==== Excerpted data ====

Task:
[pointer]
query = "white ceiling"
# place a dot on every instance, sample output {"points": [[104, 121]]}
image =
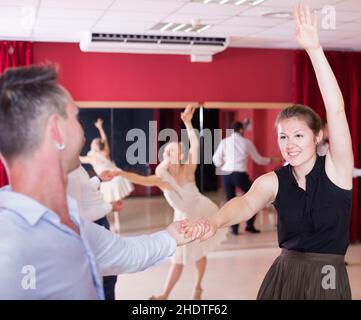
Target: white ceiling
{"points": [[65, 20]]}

====
==== Excerpted data ====

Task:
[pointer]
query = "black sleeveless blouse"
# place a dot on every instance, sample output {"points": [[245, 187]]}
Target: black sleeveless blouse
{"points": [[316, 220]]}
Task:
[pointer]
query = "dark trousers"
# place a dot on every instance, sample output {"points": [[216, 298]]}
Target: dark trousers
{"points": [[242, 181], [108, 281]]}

====
==== Excerpted data ====

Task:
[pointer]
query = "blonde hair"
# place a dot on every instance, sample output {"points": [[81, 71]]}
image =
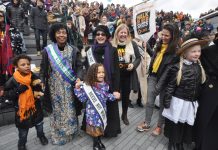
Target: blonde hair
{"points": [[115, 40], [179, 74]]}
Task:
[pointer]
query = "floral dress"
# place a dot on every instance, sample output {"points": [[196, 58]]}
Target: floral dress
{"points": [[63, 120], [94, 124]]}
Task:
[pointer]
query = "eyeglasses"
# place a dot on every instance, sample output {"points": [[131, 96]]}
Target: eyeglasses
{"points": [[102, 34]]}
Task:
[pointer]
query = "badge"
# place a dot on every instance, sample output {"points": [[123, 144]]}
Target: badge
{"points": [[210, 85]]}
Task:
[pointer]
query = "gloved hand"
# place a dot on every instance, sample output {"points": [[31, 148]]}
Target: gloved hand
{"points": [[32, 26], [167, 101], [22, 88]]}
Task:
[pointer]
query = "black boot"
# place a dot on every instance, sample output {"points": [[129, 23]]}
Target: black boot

====

Work required: Report every line of the items above that contains the word "gloved".

Final result:
query = "gloved hand"
Target: gloved hand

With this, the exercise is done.